Problem requirements
Please output each line of the data exactly as it appears.
══ Supplied records
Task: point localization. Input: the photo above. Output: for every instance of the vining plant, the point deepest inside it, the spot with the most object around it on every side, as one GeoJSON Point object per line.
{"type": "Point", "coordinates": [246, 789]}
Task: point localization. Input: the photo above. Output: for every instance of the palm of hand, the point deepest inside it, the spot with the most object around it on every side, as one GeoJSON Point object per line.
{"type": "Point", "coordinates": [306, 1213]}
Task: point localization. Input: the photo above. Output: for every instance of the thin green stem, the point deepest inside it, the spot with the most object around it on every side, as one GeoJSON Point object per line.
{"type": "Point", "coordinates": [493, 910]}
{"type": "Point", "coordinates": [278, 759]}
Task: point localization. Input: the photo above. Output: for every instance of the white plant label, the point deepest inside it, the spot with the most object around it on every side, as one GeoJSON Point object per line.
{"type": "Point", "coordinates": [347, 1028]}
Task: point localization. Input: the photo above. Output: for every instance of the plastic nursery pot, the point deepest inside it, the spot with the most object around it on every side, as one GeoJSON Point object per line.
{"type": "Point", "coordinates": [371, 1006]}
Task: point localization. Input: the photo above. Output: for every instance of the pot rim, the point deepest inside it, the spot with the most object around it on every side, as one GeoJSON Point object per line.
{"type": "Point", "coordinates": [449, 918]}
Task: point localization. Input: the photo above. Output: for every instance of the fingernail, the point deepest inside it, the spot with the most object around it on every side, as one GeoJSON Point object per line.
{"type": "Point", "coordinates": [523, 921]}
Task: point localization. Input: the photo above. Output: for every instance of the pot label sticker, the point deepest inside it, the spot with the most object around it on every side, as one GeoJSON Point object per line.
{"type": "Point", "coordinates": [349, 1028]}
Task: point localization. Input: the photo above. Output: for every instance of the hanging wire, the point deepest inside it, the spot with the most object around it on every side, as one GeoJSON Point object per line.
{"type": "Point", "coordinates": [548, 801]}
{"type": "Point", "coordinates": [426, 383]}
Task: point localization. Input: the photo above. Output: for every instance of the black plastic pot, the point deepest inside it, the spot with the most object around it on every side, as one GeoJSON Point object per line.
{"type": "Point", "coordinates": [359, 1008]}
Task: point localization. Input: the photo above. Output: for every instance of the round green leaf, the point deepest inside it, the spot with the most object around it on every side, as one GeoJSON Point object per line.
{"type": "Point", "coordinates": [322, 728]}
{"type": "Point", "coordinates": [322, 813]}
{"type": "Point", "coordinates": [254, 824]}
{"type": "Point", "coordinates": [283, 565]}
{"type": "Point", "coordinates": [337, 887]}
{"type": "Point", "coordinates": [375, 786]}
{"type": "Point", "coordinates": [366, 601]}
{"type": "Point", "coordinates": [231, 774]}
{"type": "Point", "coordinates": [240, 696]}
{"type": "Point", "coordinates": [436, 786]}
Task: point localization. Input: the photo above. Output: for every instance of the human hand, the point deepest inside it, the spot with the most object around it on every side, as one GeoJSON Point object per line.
════
Exercise result
Task: point localization. Input: the photo above. Output: for every instance of the vining plant, the point deepest inside it, the spot with the most object around it on every side, as one GeoJSON Point object per line.
{"type": "Point", "coordinates": [246, 789]}
Task: point localization. Input: the photo above. Output: for every instance of the palm of hand, the point deepest inside it, the spot with the most object around it on every side, as one GeoJSON Point object per line.
{"type": "Point", "coordinates": [306, 1213]}
Task: point localization. Input: the photo above. Output: for every instance of the thin green stem, the point deepest inside it, the spot with the most object around it on every side, as one GeoJSON Point object per line.
{"type": "Point", "coordinates": [493, 910]}
{"type": "Point", "coordinates": [278, 759]}
Task: point localization. Input: the photo above. Output: for every instance of the white plant label, the point deepest inside it, the spot with the most object around it on every side, as one GeoJSON Point object per line.
{"type": "Point", "coordinates": [347, 1028]}
Task: point localization. Input: the photo above. Output: for every instance of the plastic nursery pot, the point deepest inside it, the spot with the most object around it on every side, as one GeoJSON Point object per line.
{"type": "Point", "coordinates": [371, 1006]}
Task: point localization. Input: the photo above. Output: for every instance of the pot rim, the point deepest inside it, the spot with the most object around it on every side, as one GeoJSON Point object per line.
{"type": "Point", "coordinates": [449, 918]}
Task: point localization. Input: the photo above. Output: for every instance of the fingernail, the point deepest inside it, the spot with the most object around it on every side, as one GeoJSON Point object per line.
{"type": "Point", "coordinates": [523, 921]}
Task: point localization. Input: the photo above. Output: for every instance of the pot label sticker, the point deepest inside it, the spot with the most object around it on every side, as one GeoJSON Point object per line.
{"type": "Point", "coordinates": [349, 1028]}
Task: point localization. Input: the photo above. Output: for every instance of the hanging wire, the point deepest inside it, the spot with the most object around it on every side, as one GeoJSON Point object per line.
{"type": "Point", "coordinates": [548, 801]}
{"type": "Point", "coordinates": [426, 383]}
Task: point localization. Input: the photo above. Output: for every instance of the black plastic pot, the point deepest inside it, the spot with the most object around it on every side, as one GeoJSON Point object per line.
{"type": "Point", "coordinates": [359, 1008]}
Task: point localization. Input: the photo above. Output: for every instance of the round green leaf, the point deepest inside it, the spot with the most object around it on every side, as one GeoJSON Point object per line.
{"type": "Point", "coordinates": [322, 728]}
{"type": "Point", "coordinates": [322, 813]}
{"type": "Point", "coordinates": [254, 824]}
{"type": "Point", "coordinates": [283, 565]}
{"type": "Point", "coordinates": [337, 887]}
{"type": "Point", "coordinates": [375, 786]}
{"type": "Point", "coordinates": [366, 601]}
{"type": "Point", "coordinates": [231, 774]}
{"type": "Point", "coordinates": [240, 696]}
{"type": "Point", "coordinates": [436, 786]}
Task: point localization. Input: the photo above. Output: for every instance of the human hand, the point deepest inside it, the spot with the most object around it on every side, as one GeoJSON Point object per line.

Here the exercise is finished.